■ **Assignment**: For the listing that follows, give again exactly the lines from the one with "Target: painted curb stripe" to the one with "29, row 34.", including both.

■ **Dataset**:
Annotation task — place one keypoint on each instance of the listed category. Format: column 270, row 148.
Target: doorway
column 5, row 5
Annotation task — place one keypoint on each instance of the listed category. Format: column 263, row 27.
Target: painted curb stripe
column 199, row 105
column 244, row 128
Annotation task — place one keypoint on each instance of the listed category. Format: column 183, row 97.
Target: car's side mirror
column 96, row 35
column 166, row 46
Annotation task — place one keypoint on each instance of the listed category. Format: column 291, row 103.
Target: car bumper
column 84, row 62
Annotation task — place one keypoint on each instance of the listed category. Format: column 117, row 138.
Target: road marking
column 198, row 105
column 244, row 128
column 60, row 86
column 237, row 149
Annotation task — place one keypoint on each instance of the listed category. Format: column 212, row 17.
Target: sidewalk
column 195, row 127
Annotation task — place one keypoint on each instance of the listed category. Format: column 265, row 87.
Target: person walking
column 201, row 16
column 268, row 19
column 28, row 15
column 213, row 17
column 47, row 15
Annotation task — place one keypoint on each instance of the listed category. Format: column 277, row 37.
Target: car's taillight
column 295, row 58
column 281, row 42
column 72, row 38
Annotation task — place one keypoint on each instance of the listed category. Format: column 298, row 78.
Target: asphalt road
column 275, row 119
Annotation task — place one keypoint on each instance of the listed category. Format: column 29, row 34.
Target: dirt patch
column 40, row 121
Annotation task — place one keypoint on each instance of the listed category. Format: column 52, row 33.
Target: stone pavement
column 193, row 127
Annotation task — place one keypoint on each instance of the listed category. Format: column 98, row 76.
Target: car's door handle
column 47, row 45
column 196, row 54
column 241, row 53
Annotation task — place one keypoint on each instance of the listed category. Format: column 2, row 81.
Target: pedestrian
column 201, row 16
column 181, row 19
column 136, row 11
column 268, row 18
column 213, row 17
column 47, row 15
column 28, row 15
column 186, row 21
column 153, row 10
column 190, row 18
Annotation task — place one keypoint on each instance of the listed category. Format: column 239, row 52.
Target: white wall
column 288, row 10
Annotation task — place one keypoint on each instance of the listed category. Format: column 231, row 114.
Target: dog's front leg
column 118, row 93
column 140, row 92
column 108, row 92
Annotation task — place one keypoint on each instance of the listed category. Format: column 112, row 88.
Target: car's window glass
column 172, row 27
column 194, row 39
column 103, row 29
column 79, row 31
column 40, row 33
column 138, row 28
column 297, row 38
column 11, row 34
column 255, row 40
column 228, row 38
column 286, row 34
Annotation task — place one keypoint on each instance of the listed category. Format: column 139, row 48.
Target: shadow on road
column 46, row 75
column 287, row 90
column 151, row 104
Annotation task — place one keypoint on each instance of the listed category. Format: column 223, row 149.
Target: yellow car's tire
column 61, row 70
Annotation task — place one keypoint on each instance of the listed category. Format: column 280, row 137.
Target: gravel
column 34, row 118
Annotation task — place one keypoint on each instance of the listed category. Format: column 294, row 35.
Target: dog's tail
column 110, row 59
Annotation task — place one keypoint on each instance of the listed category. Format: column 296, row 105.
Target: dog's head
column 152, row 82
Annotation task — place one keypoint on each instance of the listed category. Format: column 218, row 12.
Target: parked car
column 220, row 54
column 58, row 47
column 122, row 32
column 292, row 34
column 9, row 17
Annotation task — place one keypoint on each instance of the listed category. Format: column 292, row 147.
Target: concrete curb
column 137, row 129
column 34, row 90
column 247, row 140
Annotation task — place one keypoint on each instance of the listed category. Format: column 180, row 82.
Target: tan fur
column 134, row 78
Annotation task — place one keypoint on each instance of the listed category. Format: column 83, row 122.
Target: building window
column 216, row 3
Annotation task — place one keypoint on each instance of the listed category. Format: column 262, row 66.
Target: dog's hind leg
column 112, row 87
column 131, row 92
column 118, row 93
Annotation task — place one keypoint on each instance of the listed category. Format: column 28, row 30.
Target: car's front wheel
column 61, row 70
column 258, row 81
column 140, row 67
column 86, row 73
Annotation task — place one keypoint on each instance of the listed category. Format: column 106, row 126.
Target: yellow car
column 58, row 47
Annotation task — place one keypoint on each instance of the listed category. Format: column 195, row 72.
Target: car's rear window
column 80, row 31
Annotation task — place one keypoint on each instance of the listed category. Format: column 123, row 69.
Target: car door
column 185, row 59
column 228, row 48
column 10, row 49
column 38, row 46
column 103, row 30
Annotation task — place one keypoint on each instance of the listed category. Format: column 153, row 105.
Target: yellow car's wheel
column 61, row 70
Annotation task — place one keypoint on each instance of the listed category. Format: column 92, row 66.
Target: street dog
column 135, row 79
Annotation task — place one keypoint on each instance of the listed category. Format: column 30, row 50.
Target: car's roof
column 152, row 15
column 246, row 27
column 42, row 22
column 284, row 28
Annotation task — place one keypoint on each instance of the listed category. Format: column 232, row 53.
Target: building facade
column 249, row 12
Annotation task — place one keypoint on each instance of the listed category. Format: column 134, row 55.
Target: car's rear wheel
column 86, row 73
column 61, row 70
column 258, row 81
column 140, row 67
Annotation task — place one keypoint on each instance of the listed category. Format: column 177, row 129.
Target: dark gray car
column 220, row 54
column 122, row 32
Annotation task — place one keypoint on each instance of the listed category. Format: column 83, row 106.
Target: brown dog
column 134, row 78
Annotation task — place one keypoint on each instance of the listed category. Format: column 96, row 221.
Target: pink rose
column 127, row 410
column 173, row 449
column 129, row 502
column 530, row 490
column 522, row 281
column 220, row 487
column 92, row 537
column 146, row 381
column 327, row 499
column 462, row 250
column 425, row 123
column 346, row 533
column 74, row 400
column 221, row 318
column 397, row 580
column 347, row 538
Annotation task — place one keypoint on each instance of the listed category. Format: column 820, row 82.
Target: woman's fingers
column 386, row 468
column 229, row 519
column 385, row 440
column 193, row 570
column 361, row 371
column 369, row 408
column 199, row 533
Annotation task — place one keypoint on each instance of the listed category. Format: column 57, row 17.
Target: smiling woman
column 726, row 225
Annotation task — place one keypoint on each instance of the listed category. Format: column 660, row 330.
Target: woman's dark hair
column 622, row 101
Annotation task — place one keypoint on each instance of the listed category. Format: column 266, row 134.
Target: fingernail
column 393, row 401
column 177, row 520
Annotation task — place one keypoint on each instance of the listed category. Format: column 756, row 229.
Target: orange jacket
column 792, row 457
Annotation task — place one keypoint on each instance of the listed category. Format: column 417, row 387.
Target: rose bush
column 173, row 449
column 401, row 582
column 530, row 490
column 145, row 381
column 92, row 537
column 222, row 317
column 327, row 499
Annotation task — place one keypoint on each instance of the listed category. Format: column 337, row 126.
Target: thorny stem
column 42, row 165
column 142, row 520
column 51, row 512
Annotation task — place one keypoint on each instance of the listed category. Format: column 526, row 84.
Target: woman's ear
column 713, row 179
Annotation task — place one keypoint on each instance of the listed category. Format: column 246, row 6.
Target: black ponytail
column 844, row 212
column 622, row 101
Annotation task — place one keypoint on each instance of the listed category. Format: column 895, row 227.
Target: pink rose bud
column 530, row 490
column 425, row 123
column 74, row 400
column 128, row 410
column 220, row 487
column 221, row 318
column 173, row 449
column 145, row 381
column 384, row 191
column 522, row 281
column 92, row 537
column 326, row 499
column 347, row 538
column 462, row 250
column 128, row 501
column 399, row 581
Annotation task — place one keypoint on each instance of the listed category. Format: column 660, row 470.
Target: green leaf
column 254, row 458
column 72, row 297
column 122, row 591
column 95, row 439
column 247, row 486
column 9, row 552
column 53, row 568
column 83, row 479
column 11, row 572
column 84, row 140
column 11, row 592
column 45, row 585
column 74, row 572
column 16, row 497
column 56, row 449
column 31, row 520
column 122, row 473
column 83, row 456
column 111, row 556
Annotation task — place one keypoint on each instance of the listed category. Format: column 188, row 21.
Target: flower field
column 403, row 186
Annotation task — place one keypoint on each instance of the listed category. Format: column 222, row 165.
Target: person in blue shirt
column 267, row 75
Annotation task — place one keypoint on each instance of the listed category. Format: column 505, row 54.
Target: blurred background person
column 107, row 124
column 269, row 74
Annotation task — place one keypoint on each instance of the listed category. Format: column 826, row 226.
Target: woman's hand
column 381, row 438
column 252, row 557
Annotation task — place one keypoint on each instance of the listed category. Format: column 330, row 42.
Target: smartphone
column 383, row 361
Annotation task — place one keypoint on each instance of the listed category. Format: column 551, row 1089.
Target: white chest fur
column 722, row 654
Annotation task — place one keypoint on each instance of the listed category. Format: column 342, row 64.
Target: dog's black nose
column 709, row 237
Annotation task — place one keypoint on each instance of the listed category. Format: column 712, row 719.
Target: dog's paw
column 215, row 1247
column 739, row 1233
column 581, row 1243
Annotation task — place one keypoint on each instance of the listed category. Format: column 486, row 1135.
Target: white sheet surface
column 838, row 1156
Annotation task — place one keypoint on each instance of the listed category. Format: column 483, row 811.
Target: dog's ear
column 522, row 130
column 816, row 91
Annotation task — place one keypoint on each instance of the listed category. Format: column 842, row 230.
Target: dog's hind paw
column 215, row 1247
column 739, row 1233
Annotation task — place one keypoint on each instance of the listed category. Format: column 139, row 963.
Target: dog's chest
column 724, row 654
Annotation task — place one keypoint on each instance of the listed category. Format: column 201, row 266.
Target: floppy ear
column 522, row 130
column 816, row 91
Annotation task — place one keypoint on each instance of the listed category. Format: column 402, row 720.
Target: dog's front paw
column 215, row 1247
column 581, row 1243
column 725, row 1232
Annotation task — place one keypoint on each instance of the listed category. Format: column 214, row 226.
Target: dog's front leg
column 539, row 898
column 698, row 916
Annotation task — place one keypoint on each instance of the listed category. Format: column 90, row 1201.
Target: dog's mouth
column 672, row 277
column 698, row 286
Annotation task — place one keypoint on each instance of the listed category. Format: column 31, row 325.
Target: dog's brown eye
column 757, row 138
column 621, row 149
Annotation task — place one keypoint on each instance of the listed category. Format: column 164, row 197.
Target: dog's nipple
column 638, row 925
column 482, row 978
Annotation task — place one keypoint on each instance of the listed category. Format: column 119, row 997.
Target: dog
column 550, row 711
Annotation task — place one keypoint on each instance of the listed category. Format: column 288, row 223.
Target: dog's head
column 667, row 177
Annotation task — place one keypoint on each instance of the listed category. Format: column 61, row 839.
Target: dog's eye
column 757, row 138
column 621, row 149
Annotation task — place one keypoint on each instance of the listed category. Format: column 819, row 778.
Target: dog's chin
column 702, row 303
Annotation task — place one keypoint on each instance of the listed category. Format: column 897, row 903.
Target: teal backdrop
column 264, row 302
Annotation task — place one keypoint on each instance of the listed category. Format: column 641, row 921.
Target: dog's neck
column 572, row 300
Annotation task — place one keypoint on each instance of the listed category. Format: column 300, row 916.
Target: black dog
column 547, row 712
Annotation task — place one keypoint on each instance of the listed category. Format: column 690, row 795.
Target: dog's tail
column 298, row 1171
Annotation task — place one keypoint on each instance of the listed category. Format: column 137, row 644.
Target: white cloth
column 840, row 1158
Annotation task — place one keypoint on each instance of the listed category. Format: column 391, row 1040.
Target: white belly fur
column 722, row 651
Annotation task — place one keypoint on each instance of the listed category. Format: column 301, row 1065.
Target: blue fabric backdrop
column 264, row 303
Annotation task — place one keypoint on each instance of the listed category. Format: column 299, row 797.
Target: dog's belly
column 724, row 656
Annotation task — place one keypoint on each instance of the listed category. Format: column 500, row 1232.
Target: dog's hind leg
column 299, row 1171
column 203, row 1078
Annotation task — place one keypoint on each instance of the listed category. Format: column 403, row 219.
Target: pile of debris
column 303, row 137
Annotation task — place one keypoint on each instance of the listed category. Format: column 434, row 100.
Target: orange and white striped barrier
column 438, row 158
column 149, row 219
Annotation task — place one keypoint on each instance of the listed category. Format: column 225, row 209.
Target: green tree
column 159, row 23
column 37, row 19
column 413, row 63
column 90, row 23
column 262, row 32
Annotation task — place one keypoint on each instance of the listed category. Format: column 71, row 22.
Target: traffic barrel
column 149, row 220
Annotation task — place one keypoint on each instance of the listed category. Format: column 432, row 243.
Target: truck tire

■ **Solution to this task**:
Target: painted curb stripe
column 199, row 105
column 244, row 128
Annotation task — place one keypoint on each instance of the listed category. Format: column 183, row 97.
Target: car's side mirror
column 96, row 35
column 166, row 46
Annotation task — place one keypoint on each instance of the listed category. Format: column 291, row 103.
Target: car bumper
column 84, row 62
Annotation task — place one keypoint on each instance of the listed category. Format: column 117, row 138.
Target: road marking
column 198, row 105
column 244, row 128
column 60, row 86
column 237, row 149
Annotation task — place one keypoint on each instance of the listed category. Format: column 212, row 17.
Target: sidewalk
column 195, row 127
Annotation task — place one keypoint on each instance of the listed category. Format: column 265, row 87.
Target: person walking
column 201, row 16
column 268, row 19
column 28, row 15
column 213, row 17
column 47, row 15
Annotation task — place one keypoint on each instance of the listed category. Format: column 277, row 37.
Target: car's taillight
column 295, row 58
column 281, row 42
column 72, row 38
Annotation task — place one keypoint on each instance of the listed category. Format: column 298, row 78.
Target: asphalt road
column 275, row 119
Annotation task — place one keypoint on each instance of the listed category. Format: column 29, row 34.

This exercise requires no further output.